WRITTEN REQUEST:
Omit all pictures, then retype the data exactly as given.

TASK INPUT:
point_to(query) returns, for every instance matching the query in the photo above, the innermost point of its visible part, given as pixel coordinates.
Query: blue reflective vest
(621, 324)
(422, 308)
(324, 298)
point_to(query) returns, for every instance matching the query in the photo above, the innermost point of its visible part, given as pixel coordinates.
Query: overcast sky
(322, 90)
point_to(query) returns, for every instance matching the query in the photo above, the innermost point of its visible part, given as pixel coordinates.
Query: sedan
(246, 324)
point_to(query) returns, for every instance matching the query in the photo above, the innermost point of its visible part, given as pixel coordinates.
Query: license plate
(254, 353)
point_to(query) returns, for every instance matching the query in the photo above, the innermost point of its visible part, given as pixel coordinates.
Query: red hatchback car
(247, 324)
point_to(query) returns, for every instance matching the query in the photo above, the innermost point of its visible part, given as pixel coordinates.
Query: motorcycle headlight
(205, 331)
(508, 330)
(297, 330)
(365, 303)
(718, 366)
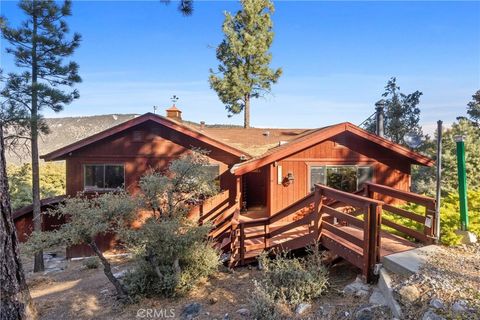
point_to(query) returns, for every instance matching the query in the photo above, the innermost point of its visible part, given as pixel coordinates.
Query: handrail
(400, 194)
(427, 220)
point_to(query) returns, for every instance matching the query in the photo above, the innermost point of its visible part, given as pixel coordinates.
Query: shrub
(91, 263)
(289, 281)
(172, 252)
(449, 217)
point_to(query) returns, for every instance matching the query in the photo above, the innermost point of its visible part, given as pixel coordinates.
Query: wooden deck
(348, 224)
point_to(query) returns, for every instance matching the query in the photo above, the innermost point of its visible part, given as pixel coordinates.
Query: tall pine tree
(39, 46)
(244, 57)
(15, 300)
(402, 114)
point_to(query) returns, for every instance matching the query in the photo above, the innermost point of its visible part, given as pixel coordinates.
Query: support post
(462, 182)
(438, 196)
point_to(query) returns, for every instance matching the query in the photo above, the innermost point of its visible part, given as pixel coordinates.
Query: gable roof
(315, 136)
(167, 122)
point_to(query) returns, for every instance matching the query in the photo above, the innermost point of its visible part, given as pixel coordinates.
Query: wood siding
(389, 168)
(155, 149)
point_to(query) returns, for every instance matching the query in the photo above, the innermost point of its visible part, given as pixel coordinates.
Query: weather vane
(174, 99)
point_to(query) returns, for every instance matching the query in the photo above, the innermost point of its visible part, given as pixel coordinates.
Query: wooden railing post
(317, 216)
(266, 229)
(242, 243)
(371, 247)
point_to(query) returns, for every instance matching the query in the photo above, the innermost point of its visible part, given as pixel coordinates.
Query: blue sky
(336, 58)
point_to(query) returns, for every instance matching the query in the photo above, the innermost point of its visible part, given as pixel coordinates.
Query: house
(271, 167)
(262, 172)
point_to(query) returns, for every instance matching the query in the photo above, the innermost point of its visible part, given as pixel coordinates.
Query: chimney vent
(380, 118)
(174, 113)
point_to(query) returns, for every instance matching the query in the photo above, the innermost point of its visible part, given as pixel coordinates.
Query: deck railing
(315, 221)
(427, 235)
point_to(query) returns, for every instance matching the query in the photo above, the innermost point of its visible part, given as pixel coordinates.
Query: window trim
(96, 189)
(320, 164)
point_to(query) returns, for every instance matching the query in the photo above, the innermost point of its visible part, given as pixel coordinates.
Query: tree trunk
(121, 290)
(15, 300)
(37, 214)
(246, 112)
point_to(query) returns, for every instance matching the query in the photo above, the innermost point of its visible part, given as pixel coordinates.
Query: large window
(346, 178)
(104, 176)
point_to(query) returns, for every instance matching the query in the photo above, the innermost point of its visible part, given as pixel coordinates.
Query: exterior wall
(345, 149)
(157, 148)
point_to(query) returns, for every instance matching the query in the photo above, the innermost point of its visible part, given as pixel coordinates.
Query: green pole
(462, 182)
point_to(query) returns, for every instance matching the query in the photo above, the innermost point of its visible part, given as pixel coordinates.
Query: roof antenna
(174, 99)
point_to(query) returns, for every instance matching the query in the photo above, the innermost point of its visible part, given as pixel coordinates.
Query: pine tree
(15, 300)
(402, 114)
(244, 57)
(39, 46)
(473, 109)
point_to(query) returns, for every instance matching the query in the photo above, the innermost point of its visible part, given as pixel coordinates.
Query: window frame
(97, 189)
(311, 165)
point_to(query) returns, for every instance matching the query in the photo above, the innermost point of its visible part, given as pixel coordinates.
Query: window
(212, 171)
(345, 178)
(104, 176)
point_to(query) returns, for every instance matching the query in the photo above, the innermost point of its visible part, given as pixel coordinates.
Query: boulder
(409, 294)
(357, 288)
(371, 312)
(243, 312)
(436, 303)
(377, 298)
(191, 310)
(460, 306)
(431, 315)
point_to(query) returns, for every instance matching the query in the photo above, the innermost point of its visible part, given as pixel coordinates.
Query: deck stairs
(349, 225)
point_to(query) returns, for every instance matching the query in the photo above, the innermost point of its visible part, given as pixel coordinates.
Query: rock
(191, 310)
(260, 265)
(460, 306)
(243, 312)
(370, 312)
(409, 294)
(120, 274)
(357, 288)
(431, 315)
(302, 307)
(377, 298)
(325, 311)
(436, 303)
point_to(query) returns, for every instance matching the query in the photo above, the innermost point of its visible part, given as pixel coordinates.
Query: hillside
(68, 130)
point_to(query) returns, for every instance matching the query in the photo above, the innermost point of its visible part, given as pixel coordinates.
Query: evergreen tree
(184, 6)
(402, 114)
(15, 300)
(473, 109)
(244, 57)
(39, 46)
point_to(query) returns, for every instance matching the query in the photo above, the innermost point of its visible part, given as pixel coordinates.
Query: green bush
(288, 281)
(197, 262)
(449, 217)
(52, 182)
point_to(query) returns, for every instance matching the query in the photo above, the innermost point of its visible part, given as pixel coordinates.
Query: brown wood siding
(157, 147)
(390, 169)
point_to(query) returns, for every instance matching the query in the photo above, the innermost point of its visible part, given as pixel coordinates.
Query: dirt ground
(80, 293)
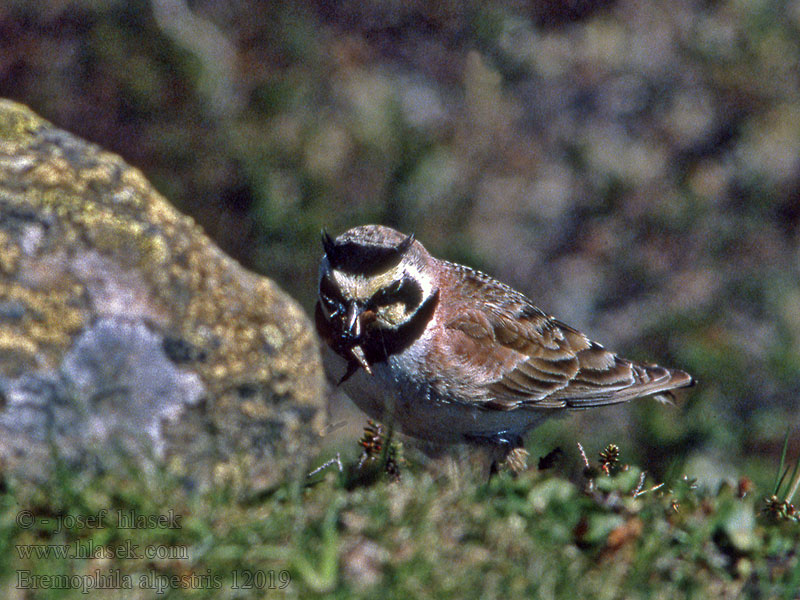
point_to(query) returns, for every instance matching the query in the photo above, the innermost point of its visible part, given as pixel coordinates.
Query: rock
(125, 332)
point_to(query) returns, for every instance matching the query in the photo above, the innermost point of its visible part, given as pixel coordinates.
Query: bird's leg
(505, 448)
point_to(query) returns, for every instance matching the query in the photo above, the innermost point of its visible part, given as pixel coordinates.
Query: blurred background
(633, 167)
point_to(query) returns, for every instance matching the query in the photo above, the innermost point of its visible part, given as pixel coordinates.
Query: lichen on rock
(119, 317)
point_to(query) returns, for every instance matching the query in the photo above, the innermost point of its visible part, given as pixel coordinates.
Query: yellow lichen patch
(50, 317)
(9, 254)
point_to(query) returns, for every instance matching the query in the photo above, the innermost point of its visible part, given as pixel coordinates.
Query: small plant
(609, 459)
(774, 506)
(376, 444)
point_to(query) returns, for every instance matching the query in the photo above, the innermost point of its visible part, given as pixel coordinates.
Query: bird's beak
(354, 311)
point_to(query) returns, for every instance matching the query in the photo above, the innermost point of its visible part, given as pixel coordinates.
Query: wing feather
(528, 358)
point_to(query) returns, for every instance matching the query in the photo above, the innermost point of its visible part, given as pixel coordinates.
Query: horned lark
(448, 354)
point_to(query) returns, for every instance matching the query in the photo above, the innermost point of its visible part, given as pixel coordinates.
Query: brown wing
(529, 358)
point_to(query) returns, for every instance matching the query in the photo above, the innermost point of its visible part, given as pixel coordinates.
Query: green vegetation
(610, 532)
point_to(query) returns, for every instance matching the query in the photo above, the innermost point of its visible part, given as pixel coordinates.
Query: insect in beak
(354, 311)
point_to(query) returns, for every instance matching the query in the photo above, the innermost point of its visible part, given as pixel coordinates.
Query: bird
(450, 355)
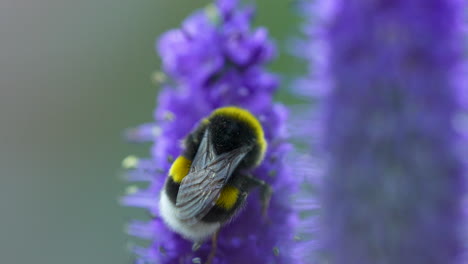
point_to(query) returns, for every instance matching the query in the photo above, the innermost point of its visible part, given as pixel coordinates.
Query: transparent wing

SOLUTION FOR THIS PROBLEM:
point_to(query) returns, for every instance matching the query in the photo above, the innermost point of its visible part, given as pixel coordinates.
Query: blue reflective vest
(621, 324)
(422, 308)
(324, 298)
point_to(query) returns, for every instance matching the query in the photo above, the innermost point of its visible part, given as pixel coordinates.
Query: overcast sky
(322, 90)
point_to(query) returns, for every instance matching the query in the photo above, the innermost point of its visible part, given as pixel coordinates.
Query: sedan
(246, 324)
point_to(query) returns, for every instance matching the query in the photo above, the innermost point of its visible part, given as pixel coordinates.
Query: license plate
(254, 353)
point_to(query) returns, for every instance matching the query in the photo above, the innermost point of its visible part, given as pixel coordinates.
Query: red hatchback car
(247, 324)
point_to(query) returns, for every instance matching the query in the photo above, the innermost point of its visible part, given as pixel coordinates.
Query: motorcycle headlight
(205, 331)
(508, 330)
(297, 330)
(365, 303)
(718, 366)
point_to(query) returns, for every instance matching the query in the photo above, the innermost point of its visible part, given as pixel coordinates.
Query: handrail
(400, 194)
(427, 220)
point_to(query) returns, for every instance matching the query in the photo above, the innermost point of its visible part, given as pixel coordinates.
Query: shrub
(91, 263)
(289, 281)
(172, 252)
(449, 217)
point_to(query) returns, for every instance matching the query in the photo above, the innermost point of its visible part, given as pixel coordinates.
Query: wooden deck
(348, 224)
point_to(query) returns, for every instance matching the query in the photo above, the innermost point of its visible part, given as pixel coordinates.
Query: tall pine tree
(39, 46)
(244, 57)
(15, 300)
(402, 114)
point_to(query) returns, for every instance matching the query in the photo above, the innermost point of its visible part, given as pixel coordinates.
Query: support post
(462, 182)
(438, 196)
point_to(query) returns, for every instance matching the query in the photo above, the innermost point of its visible part, given as pixel coordinates.
Query: gable roof
(315, 136)
(167, 122)
point_to(query) returns, for every instance matching the query in the photo above, the innermost point of its visible part, given as pixel coordinates.
Query: wood siding
(389, 168)
(155, 149)
point_to(query) returns, for every instance matching the query in the photo above, the innermost point of its visible part, given as pixel coordinates.
Query: weather vane
(174, 99)
point_to(query) returns, for every instance matching the query in the photo above, the innermost point of its visible part, given as pixel coordinates.
Query: wooden railing post
(317, 216)
(266, 229)
(242, 243)
(371, 247)
point_to(query) returns, for every instance matching the query in the photo above, the innermost point of its visible part, given as pixel coordinates.
Query: blue sky
(336, 58)
point_to(query) returns, for every instance matching the query in the photo above, the innermost point of its visible part, given as pixel coordinates.
Query: house
(271, 167)
(262, 172)
point_to(query) returns, for every instance matching the query in the photo above, the innermost point of its visible part, given as pixel coordinates.
Query: chimney vent
(380, 118)
(174, 113)
point_to(query) returns, for every instance matching the query in the photo above, the innermost point of its visible part, given as pixel coordinates.
Query: deck railing
(315, 221)
(427, 235)
point_to(query) returns, for every instance matching the query in the photo above, the innermost point of its visible part, given as pixel coordinates.
Query: window trim
(96, 189)
(320, 164)
point_to(query) returns, for every instance matching the query in the photo above, the innermost point of its visible part, given as pixel coordinates.
Query: tree trunk
(121, 290)
(15, 300)
(37, 214)
(246, 112)
point_to(query) returns, for every instance matching the query in the photo above, the innermost point of its visible part, given as pixel coordinates.
Query: large window
(346, 178)
(104, 176)
point_to(query) returns, for every instance matching the query in the photo above, the innermost point of its visible part, given as pixel coordinates.
Query: exterior wall
(345, 149)
(157, 148)
point_to(query) returns, for every instance matching the query in the photo above, the innermost point of its visible part, given as pixel coordinates.
Query: green pole
(462, 182)
point_to(query) returns, for every instance matching the query in the photo above, the innermost point of its visible part, given as pixel coordinates.
Query: roof antenna
(174, 99)
point_to(query) returns, for every instance matching the query in the photo above, the innermost point of its visible part, given as pixel coordinates.
Query: pine tree
(15, 300)
(402, 114)
(244, 57)
(39, 46)
(473, 109)
point_to(query) returns, for every instance matching the query in the photo above, the innermost point of its visible part, given as pixel coordinates.
Query: window frame
(97, 189)
(311, 165)
point_to(query) returns, for every instance matching the query in the photo above, the innermost point of its visible part, given as pixel coordinates.
Query: window
(212, 171)
(345, 178)
(104, 176)
point_to(query) returns, for every instance matching the query in the photo above, the innermost point of its visible part, given as pixel coordinates.
Query: boulder
(409, 294)
(357, 288)
(371, 312)
(243, 312)
(436, 303)
(377, 298)
(191, 310)
(460, 306)
(431, 315)
point_to(query) returns, for every instance matching the query in the photo above, the innermost point of its visible part, given as pixel coordinates.
Query: deck stairs
(349, 225)
point_to(query) returns, for every instance matching the query in the photo above, the innermost point of its visible part, given as pixel coordinates.
Query: rock
(191, 310)
(260, 265)
(460, 306)
(243, 312)
(370, 312)
(409, 294)
(120, 274)
(357, 288)
(431, 315)
(302, 307)
(377, 298)
(325, 311)
(436, 303)
point_to(query) returns, for every instance matching the query in the photo above, the innermost point of its visible part, given as pixel coordinates.
Query: hillside
(68, 130)
point_to(query) returns, for every instance matching the query in the photo above, the innermost point of its visible part, given as pixel coordinates.
Query: evergreen tree
(184, 6)
(402, 114)
(15, 300)
(473, 109)
(244, 57)
(39, 46)
point_to(query) returns, for every instance matching the query in the photo above, the innermost point of its visible part, given as pixel coordinates.
Query: green bush
(288, 281)
(197, 262)
(449, 217)
(52, 182)
point_to(query) returns, for every instance matching the query in the photo above, the innermost point of its visible part, given as pixel coordinates.
Query: brown wood siding
(157, 147)
(390, 169)
point_to(query) returns, for every instance matching the query in the photo above, the innermost point of its visible part, given as pixel coordinates.
Query: dirt ground
(80, 293)
point_to(query) returns, for every instance matching the query in the photo above, the innermost point of its visible part, given as pixel coordinates.
Query: rock
(125, 332)
point_to(query) returns, for every instance matching the query in the photo above, the innermost point of its visible part, given as pixel coordinates.
Query: bird's leg
(505, 448)
point_to(query) returns, for every instance matching the query in the photo above, the innermost point of its visible part, given as pixel coordinates.
Query: blurred background
(633, 167)
point_to(query) returns, for every instance matching the query in the photo above, the innermost point of its visible part, given as pixel coordinates.
Query: lichen on rock
(119, 317)
point_to(query) returns, for every instance matching the query in the photo above, the innermost point of its visible part, given as pixel coordinates.
Query: yellow lichen patch
(50, 317)
(9, 254)
point_to(query) returns, for every instance matching the query in the photo above, the innermost point of its visible part, given as pixel coordinates.
Query: small plant
(609, 459)
(774, 506)
(376, 444)
point_to(query) returns, for every instance matching the query in the photo above, the innermost point of its visible part, given as pixel coordinates.
Query: bird's beak
(354, 311)
point_to(query) returns, for every instance matching the query in the photo above, the innermost point of its visible part, given as pixel coordinates.
Query: wing feather
(528, 358)
point_to(query) returns, for every instance matching the query in the photo above, the innermost point of its visible part, given as pixel coordinates.
Query: horned lark
(448, 354)
point_to(query) returns, for every instance matching the query in the photo above, the innermost point of its visible part, given as pixel coordinates.
Query: brown wing
(529, 358)
point_to(query) returns, for every instance matching the query in the photo above, the innermost point of its visible part, given as pixel coordinates.
Query: green vegetation
(610, 532)
point_to(query) returns, for every instance matching the query in the photo above, the innermost point of its visible part, given as pixel coordinates.
Query: insect in beak
(354, 311)
point_to(query) returns, for every instance matching the query in the photo above, the innermost point of its visible part, given as pixel coordinates.
Query: bird
(450, 355)
point_to(query) returns, for every instance matching the query in the photo above, the innermost point of its visible part, given as pixel coordinates.
Query: transparent wing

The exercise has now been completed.